▶ What the exercise asks: Print each entry precisely; exclude the pictures.

▶ Source material:
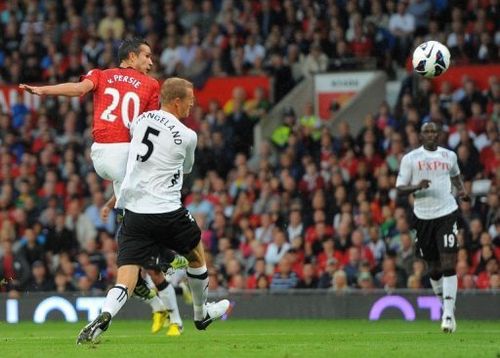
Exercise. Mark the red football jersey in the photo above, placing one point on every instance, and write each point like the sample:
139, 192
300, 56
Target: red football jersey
120, 95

▶ Reply:
Exercise. Mark the red football jersey in the photo above, placing one point on every instance, and write each point like the sample:
139, 192
300, 56
Target: red football jersey
120, 95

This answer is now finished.